EXERCISE REQUIREMENTS:
**a)** Translate this sentence from the text on Dutch Golden Age painting into Spanish: "The new republic was the most prosperous country in Europe, leading in trade, science, and art."
**b)** Carry the text on Dutch Golden Age painting forward from its last sentence.

EXTRACT PROVIDED:
-=-=-
Dutch Golden Age Painting
We will study the art of the Netherlands during the height of Dutch commercial prosperity, after achieving independence from Spanish Hapsburg rule (Philip II). The new republic was the most prosperous country in Europe, leading in trade, science, and art. Dutch Baroque art during the 17th century excelled in portraiture, genre painting, landscape/seascape/urban scenes, religious/historical themes and still life; it reflected the tradition of detailed realism and narrative directness. It developed a visual culture dependent on sight and seeing, above all on precise observation. It produced numerous artists such as Lastman, ter Brugghen, de Gelder, van Ruysdael, van der Heyden, Jordaens, Victors, Hals, Steen, Flinck, Vermeer, and Rembrandt, the greatest genius of Dutch art, who influenced art all over the Western world.
-=-=-
RECORDS SHOWN:
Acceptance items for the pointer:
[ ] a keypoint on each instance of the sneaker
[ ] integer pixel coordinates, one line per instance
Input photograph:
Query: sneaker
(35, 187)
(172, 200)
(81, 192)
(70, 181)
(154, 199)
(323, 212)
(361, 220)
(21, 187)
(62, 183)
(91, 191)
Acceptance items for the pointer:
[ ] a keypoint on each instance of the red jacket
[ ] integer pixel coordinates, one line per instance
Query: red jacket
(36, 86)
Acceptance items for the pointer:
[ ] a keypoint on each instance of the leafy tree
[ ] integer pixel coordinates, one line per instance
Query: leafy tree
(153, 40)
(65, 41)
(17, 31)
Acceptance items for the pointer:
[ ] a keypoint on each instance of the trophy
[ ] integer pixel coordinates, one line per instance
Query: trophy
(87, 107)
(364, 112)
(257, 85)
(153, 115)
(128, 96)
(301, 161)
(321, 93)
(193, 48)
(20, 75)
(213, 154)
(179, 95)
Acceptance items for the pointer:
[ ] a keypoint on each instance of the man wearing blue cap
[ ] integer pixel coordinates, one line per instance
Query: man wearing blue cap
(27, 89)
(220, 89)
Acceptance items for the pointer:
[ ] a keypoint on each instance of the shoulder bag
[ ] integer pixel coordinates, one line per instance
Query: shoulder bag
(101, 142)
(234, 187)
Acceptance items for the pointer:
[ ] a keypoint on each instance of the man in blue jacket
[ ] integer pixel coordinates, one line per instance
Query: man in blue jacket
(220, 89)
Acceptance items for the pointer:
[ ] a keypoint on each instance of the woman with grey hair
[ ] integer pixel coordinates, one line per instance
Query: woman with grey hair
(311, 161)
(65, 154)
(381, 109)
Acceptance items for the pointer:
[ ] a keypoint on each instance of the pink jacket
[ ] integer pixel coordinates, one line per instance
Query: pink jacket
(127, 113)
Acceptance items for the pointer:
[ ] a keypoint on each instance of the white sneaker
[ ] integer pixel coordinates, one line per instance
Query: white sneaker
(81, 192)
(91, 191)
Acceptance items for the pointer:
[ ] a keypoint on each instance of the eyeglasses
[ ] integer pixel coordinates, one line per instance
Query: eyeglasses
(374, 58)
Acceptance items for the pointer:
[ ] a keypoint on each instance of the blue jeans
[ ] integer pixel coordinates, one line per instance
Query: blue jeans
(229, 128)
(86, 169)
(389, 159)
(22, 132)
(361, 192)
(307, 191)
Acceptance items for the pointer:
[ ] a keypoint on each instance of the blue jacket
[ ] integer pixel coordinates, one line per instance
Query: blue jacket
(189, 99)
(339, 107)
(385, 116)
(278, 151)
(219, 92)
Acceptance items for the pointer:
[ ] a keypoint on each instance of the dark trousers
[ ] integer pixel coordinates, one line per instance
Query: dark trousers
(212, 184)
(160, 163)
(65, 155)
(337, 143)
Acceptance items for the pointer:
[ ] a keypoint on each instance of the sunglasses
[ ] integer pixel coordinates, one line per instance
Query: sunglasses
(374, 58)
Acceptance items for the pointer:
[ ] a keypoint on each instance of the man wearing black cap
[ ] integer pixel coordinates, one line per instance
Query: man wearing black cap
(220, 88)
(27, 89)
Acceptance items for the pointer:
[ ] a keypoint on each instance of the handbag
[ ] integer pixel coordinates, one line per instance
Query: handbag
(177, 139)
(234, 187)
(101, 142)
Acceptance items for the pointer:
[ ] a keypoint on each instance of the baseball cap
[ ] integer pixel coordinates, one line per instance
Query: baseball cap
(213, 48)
-=-=-
REPLIES:
**a)** La nueva república era el país más próspero de Europa, líder en el comercio, la ciencia y el arte.

**b)**
Ernest Newbrun is Professor Emeritus at UCSF where he taught oral biology for over 30 years. He earned dental degrees (BDS, DMD), graduate degrees (MS, PhD) and received honorary doctorates (Doc Odont, DDSc). Since his retirement from the UC in 1994, he has been teaching in lifelong learning programs at USF’s Fromm Institute and Sonoma State University Osher Lifelong Learning Institute on a wide range of topics in science (evolution), nutrition (sugars & sweeteners), origin of scripts, and art history (biblical art, secessionism, expressionism, self-portraiture, murals, stolen art, innovators in modern art, Dutch 17th century Baroque art). Professor Newbrun was born in Vienna, Austria, grew up in Sydney, Australia and has lived in San Francisco since 1961 and since Covid epidemic in Sebastopol, CA.